Texte
%%
Quand il émigre à Bagdad, Abou Nouwass devient rapidement célèbre par sa poésie pleine d'esprit et d'humour, qui ne traite pas les thèmes traditionnels du désert, mais parle de la vie urbaine et chante les joies du vin et des boissons (khamriyyat) et l'amour des jeunes garçons (mujuniyyat) avec un humour grivois. Emprisonné par le fils de Haroun Al Rachid, le calife Al Amin, suite à son goût pour le vin et son esprit libre en matière de mœurs, sa situation ne s'arrange pas sous le règne du frère du calife, très religieux : Abû Nuwâs mourra en prison sans jamais en être ressorti, haï par le calife et son vizir.
Son travail comprend des poèmes sur la chasse, l'amour des garçons, et autres panégyriques de ses patrons. Il se fait connaître pour son goût de la dérision et de la satire, deux de ses thèmes de prédilection étant la passivité sexuelle des hommes et la débauche sexuelle des femmes. S'il se plaît à évoquer la liberté sexuelle des hommes, il n'a en revanche aucune sympathie pour les lesbiennes. Il aime à scandaliser la société en écrivant ouvertement des choses interdites par l'Islam. Il est probablement le premier poète arabe à avoir écrit sur le thème de la masturbation. Ses thèmes privilégiés versent dans une tendance hédoniste aux relents mystiques : amour du vin, des garçons et de la chasse, libertinage mais aussi angoisse de la mort et du vieillissement. Son esprit critique se tourne notamment contre les institutions religieuses. Extraits: Dis-moi : « voilà du vin ! », en me versant à boire. Mais surtout, que ce soit en public et notoire. Ce n’est qu’à jeun que je sens que j’ai tort. Je n’ai gagné qu’en étant ivre-mort. Proclame haut le nom de celui que tu aimes, car il n’est rien de bon dans les plaisirs cachés- poème amoureux::
Au bain maure
Ce que les pantalons ont caché se révèle. Tout est visible. Rince-toi l’œil à loisir. Tu vois une croupe, un dos mince et svelte et rien ne pourrait gâcher ton plaisir. On se chuchote des formules pieuses… Dieu, que le bain est chose délicieuse ! Même quand, venant avec leurs serviettes, les garçons de bain ont troublé la fête.
%%
Matériel
%%
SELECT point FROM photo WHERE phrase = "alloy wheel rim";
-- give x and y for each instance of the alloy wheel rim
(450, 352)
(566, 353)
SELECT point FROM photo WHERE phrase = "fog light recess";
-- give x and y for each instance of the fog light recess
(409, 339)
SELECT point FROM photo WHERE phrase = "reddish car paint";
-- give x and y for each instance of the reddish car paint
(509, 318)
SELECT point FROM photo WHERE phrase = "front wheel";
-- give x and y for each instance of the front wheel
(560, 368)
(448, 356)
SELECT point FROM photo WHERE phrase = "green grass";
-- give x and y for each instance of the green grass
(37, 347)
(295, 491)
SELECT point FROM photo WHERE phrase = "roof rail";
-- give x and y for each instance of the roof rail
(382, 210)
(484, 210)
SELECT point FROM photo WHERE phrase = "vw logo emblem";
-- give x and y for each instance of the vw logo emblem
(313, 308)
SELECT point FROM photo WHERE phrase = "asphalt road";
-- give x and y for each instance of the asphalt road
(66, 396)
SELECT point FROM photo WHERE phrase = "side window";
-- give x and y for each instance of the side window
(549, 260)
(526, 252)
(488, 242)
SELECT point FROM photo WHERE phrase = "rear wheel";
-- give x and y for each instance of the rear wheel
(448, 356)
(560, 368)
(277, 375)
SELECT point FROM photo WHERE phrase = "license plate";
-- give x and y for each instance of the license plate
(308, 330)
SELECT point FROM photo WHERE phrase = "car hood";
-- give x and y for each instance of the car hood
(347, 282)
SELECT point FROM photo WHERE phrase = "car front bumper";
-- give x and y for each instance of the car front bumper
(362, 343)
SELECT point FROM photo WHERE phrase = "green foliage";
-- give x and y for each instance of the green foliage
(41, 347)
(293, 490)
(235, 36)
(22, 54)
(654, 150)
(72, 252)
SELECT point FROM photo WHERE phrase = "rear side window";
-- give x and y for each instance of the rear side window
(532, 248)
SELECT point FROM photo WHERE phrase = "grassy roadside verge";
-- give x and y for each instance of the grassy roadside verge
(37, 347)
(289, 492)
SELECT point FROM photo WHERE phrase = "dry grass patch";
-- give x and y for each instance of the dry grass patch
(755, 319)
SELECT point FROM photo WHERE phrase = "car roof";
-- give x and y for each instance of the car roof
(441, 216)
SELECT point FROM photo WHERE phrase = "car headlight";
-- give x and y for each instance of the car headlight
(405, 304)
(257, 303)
%%
Consigne
Reproduisez en entier le texte sur Abou Nouwass, sans y changer un mot. Ce matériel n'a aucun lien avec le texte.

Réponse
Quand il émigre à Bagdad, Abou Nouwass devient rapidement célèbre par sa poésie pleine d'esprit et d'humour, qui ne traite pas les thèmes traditionnels du désert, mais parle de la vie urbaine et chante les joies du vin et des boissons (khamriyyat) et l'amour des jeunes garçons (mujuniyyat) avec un humour grivois. Emprisonné par le fils de Haroun Al Rachid, le calife Al Amin, suite à son goût pour le vin et son esprit libre en matière de mœurs, sa situation ne s'arrange pas sous le règne du frère du calife, très religieux : Abû Nuwâs mourra en prison sans jamais en être ressorti, haï par le calife et son vizir.
Son travail comprend des poèmes sur la chasse, l'amour des garçons, et autres panégyriques de ses patrons. Il se fait connaître pour son goût de la dérision et de la satire, deux de ses thèmes de prédilection étant la passivité sexuelle des hommes et la débauche sexuelle des femmes. S'il se plaît à évoquer la liberté sexuelle des hommes, il n'a en revanche aucune sympathie pour les lesbiennes. Il aime à scandaliser la société en écrivant ouvertement des choses interdites par l'Islam. Il est probablement le premier poète arabe à avoir écrit sur le thème de la masturbation. Ses thèmes privilégiés versent dans une tendance hédoniste aux relents mystiques : amour du vin, des garçons et de la chasse, libertinage mais aussi angoisse de la mort et du vieillissement. Son esprit critique se tourne notamment contre les institutions religieuses. Extraits: Dis-moi : « voilà du vin ! », en me versant à boire. Mais surtout, que ce soit en public et notoire. Ce n’est qu’à jeun que je sens que j’ai tort. Je n’ai gagné qu’en étant ivre-mort. Proclame haut le nom de celui que tu aimes, car il n’est rien de bon dans les plaisirs cachés- poème amoureux::
Au bain maure
Ce que les pantalons ont caché se révèle. Tout est visible. Rince-toi l’œil à loisir. Tu vois une croupe, un dos mince et svelte et rien ne pourrait gâcher ton plaisir. On se chuchote des formules pieuses… Dieu, que le bain est chose délicieuse ! Même quand, venant avec leurs serviettes, les garçons de bain ont troublé la fête.